• [What you are asked to do] Each entry that follows must be output without any deviation.

----

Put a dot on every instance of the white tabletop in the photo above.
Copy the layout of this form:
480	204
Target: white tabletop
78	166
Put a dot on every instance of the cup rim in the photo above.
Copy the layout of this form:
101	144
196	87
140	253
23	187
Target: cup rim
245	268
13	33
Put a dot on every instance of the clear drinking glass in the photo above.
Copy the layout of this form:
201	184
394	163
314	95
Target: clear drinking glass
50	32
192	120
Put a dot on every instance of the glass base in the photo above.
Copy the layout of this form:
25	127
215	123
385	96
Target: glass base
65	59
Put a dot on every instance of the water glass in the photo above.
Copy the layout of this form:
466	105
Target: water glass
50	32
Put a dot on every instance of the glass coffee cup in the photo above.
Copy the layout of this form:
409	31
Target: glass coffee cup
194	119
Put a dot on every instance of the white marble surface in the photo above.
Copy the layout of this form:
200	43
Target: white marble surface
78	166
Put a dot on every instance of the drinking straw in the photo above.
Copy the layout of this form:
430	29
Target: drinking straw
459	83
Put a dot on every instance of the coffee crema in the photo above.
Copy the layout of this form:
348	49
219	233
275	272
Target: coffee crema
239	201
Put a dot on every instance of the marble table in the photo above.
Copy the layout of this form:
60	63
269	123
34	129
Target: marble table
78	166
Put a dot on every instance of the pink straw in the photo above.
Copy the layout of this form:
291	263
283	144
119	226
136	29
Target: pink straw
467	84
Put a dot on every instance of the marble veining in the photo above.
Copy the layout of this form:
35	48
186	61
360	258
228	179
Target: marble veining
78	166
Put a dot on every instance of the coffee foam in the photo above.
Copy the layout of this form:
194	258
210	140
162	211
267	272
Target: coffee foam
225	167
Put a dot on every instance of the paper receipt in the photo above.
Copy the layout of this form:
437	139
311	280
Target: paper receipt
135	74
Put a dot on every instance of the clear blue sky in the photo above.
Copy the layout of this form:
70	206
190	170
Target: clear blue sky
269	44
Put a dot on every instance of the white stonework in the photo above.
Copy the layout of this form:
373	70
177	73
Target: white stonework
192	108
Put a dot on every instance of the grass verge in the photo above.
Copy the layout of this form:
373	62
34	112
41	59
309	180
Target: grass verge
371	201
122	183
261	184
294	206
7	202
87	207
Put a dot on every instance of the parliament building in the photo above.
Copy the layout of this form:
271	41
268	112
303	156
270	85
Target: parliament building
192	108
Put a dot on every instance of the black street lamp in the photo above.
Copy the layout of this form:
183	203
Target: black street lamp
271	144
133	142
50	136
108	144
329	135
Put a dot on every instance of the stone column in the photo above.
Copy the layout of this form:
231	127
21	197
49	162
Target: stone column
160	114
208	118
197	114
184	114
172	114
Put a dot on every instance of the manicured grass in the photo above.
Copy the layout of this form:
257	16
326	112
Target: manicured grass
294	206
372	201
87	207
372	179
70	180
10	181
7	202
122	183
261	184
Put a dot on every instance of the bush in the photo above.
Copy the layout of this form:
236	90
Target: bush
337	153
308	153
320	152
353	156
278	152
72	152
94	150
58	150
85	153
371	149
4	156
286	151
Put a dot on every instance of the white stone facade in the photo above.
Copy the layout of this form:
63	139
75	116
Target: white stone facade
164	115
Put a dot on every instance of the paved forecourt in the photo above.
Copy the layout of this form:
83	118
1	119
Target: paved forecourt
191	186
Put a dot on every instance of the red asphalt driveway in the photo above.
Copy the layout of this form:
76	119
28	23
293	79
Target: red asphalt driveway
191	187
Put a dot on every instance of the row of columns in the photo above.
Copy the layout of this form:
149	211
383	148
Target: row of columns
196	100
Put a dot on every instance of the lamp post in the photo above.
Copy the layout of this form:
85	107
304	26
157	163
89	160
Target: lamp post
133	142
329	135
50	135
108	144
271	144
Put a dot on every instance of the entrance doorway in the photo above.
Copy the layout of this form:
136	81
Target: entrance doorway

----

• [Response]
Put a dot on every instance of the white tabletop in the photo above.
Copy the layout of this form:
480	204
Target: white tabletop
78	166
Put a dot on every instance of the cup rim in the photo above.
Copy the layout of this form:
101	144
196	87
140	253
23	187
Target: cup rim
245	268
13	33
Put a dot on every instance of the clear drinking glass in the photo above.
Copy the layout of this form:
201	184
394	163
314	95
Target: clear drinking glass
50	32
192	120
Put a dot on every instance of the glass base in the photo above.
Copy the layout of this form:
25	127
215	123
385	96
Target: glass base
65	59
Put a dot on every instance of the water glass in the photo above.
Copy the layout of this form:
466	105
Target: water glass
50	32
Put a dot on every instance of the glass coffee cup in the photo above.
Copy the layout of this form:
409	31
Target: glass coffee cup
194	119
Put a dot on every instance of the white marble surface in the photo above.
Copy the layout of this form:
200	43
Target: white marble surface
78	166
Put a dot on every instance of the drinking straw in the photo above.
Copy the layout of this form:
430	29
Target: drinking straw
459	83
Put a dot on every instance of the coffee crema in the photo above.
Copy the layout of this form:
348	49
219	233
275	272
Target: coffee crema
239	201
Put a dot on every instance of the marble table in the photo above.
Copy the layout of this form:
60	63
269	123
34	129
Target: marble table
78	166
Put a dot on every instance of the pink straw in the photo above.
Copy the layout of this form:
291	263
283	144
119	226
136	29
Target: pink straw
467	84
Put a dot on every instance of the marble veining in the photo above.
Copy the layout of this form:
35	48
186	61
360	258
228	179
Target: marble veining
78	166
Put a dot on every instance of the coffee foam in the photo above.
Copy the layout of this form:
194	258
210	140
162	211
267	272
Target: coffee foam
225	167
Put a dot on every instance of the paper receipt in the photo above.
Copy the layout of this form:
437	139
311	280
Target: paper receipt
135	74
Put a dot on every instance of the clear blue sky in the photo above.
Copy the layout of this form:
70	206
190	170
Target: clear blue sky
269	44
Put a dot on every instance of the white stonework in the photo above.
Copy the layout of this form:
373	70
177	73
Target: white stonework
192	108
Put a dot on every instance of the grass verge in the photo above.
Copy the layout of this form:
373	62
34	112
41	59
309	180
Target: grass verge
371	201
122	183
261	184
294	206
7	202
87	207
Put a dot on every instance of the parliament building in the photo above.
Copy the layout of this form:
271	41
268	112
303	156
270	85
Target: parliament building
192	108
Put a dot on every instance of the black street lamp in the photo above.
Copy the layout of this form:
183	203
Target: black street lamp
271	144
133	142
50	136
108	144
329	135
Put a dot on every instance of the stone column in the photo above.
Copy the layout of this form:
231	127
21	197
49	162
Target: stone column
160	114
208	118
197	114
184	114
172	114
Put a dot on every instance of the manicured grass in the photo above.
Copy the layout of this form:
257	16
326	112
Target: manicured grass
294	206
372	201
87	207
372	179
70	180
10	181
7	202
122	183
261	184
Put a dot on every instance of the bush in the photo above.
Copy the layout of this form:
236	90
Target: bush
337	153
308	153
320	152
353	156
278	152
72	152
94	150
58	150
85	153
371	149
4	156
286	151
Put a dot on every instance of the white stone facade in the photo above.
Copy the layout of this form:
63	139
75	116
Target: white stone facade
164	115
Put a dot on every instance of the paved forecourt in the photo above.
Copy the layout of this form:
83	118
1	119
Target: paved forecourt
191	186
Put a dot on every instance of the red asphalt driveway in the photo above.
Copy the layout of this form:
76	119
28	23
293	79
Target: red asphalt driveway
191	187
Put a dot on every instance of the row of columns in the photo above.
Copy the layout of this form:
149	211
383	148
Target: row of columns
196	100
Put a dot on every instance of the lamp post in the photo above.
Copy the layout of this form:
85	107
304	26
157	163
89	160
Target: lamp post
133	142
329	135
50	135
108	144
271	144
Put a dot on every instance of the entrance doorway in the photo above.
Copy the layout of this form:
136	81
Target: entrance doorway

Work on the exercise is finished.